** start DATA SUPPLIED **

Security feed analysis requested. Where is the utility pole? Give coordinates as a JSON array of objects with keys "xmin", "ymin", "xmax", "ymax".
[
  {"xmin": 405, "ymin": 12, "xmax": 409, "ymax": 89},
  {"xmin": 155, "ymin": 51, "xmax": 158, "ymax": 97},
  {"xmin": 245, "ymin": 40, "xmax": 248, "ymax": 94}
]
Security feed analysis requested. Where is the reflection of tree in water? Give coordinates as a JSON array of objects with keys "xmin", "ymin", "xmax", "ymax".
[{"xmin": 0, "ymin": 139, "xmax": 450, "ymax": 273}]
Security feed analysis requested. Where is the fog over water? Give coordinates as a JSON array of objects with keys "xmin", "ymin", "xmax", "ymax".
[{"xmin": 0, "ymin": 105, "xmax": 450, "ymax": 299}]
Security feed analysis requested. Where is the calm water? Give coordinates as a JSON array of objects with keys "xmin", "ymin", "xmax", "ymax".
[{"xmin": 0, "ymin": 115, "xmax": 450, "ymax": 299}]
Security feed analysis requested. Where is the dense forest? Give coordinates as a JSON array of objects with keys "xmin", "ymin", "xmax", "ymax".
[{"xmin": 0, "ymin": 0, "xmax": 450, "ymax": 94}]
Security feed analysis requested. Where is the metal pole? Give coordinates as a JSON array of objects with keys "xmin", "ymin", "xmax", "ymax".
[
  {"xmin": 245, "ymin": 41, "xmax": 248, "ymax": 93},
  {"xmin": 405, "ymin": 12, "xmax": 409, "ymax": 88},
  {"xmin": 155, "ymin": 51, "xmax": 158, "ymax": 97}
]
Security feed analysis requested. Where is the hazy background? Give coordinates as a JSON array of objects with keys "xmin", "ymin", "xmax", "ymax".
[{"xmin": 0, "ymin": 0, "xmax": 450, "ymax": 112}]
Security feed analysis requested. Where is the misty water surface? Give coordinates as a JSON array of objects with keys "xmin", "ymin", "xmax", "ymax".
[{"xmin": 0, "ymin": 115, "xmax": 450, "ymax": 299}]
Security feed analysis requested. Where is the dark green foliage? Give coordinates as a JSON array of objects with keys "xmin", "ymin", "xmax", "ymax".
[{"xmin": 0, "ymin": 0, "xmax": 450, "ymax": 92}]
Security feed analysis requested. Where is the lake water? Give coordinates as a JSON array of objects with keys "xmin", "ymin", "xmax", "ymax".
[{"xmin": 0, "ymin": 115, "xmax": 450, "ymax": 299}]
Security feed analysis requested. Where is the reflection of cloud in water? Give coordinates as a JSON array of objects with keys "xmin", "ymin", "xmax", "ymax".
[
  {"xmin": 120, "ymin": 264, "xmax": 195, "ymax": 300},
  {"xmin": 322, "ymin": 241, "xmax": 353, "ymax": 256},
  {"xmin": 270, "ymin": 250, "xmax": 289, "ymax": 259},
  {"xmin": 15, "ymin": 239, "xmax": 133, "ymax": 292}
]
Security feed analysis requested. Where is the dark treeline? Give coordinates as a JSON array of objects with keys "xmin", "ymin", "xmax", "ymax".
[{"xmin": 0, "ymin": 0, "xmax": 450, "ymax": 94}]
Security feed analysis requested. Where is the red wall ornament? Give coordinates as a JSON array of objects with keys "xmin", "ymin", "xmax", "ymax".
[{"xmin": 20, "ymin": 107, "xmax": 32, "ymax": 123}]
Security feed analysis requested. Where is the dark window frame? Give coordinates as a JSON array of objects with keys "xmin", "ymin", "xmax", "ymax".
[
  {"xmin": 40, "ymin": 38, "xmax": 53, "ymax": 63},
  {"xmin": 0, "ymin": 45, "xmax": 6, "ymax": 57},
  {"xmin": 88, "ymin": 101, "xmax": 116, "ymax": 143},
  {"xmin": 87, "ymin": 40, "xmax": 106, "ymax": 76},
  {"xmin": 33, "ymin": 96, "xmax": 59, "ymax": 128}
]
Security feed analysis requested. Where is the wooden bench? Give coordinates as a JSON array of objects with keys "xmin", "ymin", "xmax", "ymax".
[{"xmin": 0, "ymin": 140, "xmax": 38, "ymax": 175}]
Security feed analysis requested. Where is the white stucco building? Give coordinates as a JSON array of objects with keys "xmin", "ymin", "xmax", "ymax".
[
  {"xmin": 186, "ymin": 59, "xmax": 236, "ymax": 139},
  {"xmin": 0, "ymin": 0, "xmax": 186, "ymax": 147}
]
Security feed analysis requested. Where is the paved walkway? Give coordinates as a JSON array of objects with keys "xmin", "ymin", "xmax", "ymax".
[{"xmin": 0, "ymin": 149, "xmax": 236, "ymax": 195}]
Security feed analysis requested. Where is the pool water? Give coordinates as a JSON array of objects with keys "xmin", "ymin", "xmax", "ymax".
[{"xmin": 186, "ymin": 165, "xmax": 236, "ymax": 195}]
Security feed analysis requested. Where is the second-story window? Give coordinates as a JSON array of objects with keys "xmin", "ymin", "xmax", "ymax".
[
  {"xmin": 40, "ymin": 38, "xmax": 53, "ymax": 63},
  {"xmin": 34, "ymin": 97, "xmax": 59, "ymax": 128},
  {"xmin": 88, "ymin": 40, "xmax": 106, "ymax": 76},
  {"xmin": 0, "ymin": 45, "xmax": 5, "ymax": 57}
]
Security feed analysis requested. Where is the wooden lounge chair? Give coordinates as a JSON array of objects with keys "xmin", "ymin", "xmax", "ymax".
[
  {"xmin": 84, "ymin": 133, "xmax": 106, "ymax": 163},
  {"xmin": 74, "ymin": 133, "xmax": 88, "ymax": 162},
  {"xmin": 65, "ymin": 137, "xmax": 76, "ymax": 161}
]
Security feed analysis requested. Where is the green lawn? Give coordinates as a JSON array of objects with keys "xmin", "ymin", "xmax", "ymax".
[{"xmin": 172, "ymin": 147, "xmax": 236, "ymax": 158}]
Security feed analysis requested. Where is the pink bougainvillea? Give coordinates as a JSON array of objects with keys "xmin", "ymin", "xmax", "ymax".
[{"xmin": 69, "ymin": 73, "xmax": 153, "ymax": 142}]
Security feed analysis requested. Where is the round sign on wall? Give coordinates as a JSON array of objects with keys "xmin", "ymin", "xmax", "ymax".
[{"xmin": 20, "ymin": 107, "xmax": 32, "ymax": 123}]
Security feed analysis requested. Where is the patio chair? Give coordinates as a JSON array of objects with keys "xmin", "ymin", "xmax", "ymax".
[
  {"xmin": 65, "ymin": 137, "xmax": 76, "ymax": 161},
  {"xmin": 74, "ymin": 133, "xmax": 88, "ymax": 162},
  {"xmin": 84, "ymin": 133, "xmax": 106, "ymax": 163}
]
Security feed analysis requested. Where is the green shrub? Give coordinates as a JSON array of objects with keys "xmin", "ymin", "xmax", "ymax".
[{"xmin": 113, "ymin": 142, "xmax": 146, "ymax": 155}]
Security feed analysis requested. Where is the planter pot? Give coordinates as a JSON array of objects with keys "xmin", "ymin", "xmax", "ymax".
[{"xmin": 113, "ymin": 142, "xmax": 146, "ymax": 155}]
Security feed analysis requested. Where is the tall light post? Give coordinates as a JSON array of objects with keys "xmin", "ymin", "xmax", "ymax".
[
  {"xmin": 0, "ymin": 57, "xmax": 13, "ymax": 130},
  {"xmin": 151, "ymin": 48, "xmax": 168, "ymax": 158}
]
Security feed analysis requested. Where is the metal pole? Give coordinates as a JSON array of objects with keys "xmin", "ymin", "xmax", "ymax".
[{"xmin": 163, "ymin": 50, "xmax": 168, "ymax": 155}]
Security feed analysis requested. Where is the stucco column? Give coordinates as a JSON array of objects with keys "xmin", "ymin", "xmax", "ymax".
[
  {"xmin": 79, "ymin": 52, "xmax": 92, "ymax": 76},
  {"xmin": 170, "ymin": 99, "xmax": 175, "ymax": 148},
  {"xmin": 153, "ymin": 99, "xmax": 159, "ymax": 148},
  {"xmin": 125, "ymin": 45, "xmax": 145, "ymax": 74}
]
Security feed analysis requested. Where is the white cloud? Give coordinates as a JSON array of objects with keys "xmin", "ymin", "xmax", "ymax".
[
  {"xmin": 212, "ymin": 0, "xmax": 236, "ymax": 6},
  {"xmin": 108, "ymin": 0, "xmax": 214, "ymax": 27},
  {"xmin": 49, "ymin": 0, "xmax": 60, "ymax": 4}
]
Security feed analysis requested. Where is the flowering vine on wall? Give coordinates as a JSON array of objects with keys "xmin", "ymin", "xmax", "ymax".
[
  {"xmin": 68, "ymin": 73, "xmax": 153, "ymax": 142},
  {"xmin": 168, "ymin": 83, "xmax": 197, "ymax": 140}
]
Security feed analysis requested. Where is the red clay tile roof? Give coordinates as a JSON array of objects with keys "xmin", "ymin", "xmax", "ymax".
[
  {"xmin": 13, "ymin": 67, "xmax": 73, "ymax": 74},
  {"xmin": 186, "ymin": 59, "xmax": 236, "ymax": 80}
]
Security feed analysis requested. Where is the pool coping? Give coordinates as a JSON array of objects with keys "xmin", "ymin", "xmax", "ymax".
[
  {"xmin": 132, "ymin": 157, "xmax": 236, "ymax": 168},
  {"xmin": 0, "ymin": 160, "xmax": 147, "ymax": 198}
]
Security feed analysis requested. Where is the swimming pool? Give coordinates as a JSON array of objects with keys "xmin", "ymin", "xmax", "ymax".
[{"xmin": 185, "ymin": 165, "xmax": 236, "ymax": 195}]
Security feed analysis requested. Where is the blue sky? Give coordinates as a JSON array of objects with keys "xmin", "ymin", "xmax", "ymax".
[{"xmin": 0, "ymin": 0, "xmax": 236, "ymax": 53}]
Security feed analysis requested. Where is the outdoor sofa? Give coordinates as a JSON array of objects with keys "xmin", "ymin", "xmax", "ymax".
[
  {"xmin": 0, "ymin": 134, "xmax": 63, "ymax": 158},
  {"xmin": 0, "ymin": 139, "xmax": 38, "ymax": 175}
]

** end DATA SUPPLIED **

Which lines run from the one containing "Security feed analysis requested. Where is the flowering" to the end of the entries above? Quote exactly those, and only those.

● **RESPONSE**
Security feed analysis requested. Where is the flowering vine on wall? Give coordinates as a JSON array of objects with keys "xmin", "ymin", "xmax", "ymax".
[
  {"xmin": 68, "ymin": 73, "xmax": 153, "ymax": 142},
  {"xmin": 168, "ymin": 83, "xmax": 197, "ymax": 140}
]
Security feed analysis requested. Where is the red clay tile roof? Give coordinates as a JSON array of objects with keys "xmin", "ymin", "xmax", "ymax".
[
  {"xmin": 13, "ymin": 67, "xmax": 73, "ymax": 74},
  {"xmin": 186, "ymin": 59, "xmax": 236, "ymax": 80}
]
Security feed analysis requested. Where is the pool coping? Give coordinates as a JSON array of objects with keys "xmin", "ymin", "xmax", "ymax".
[
  {"xmin": 132, "ymin": 157, "xmax": 236, "ymax": 168},
  {"xmin": 0, "ymin": 160, "xmax": 147, "ymax": 198}
]
Security feed analysis requested. Where is the swimming pool? Give coordinates as a JSON array of objects with keys "xmin", "ymin", "xmax", "ymax".
[{"xmin": 185, "ymin": 165, "xmax": 236, "ymax": 195}]
Security feed analysis requested. Where is the blue sky? Give coordinates as a JSON array of objects with keys "xmin", "ymin", "xmax", "ymax".
[{"xmin": 0, "ymin": 0, "xmax": 236, "ymax": 53}]
Security feed analysis requested. Where is the outdoor sofa? Give coordinates as a JSON array of objects with keys "xmin", "ymin", "xmax", "ymax".
[
  {"xmin": 0, "ymin": 134, "xmax": 63, "ymax": 158},
  {"xmin": 0, "ymin": 139, "xmax": 38, "ymax": 175}
]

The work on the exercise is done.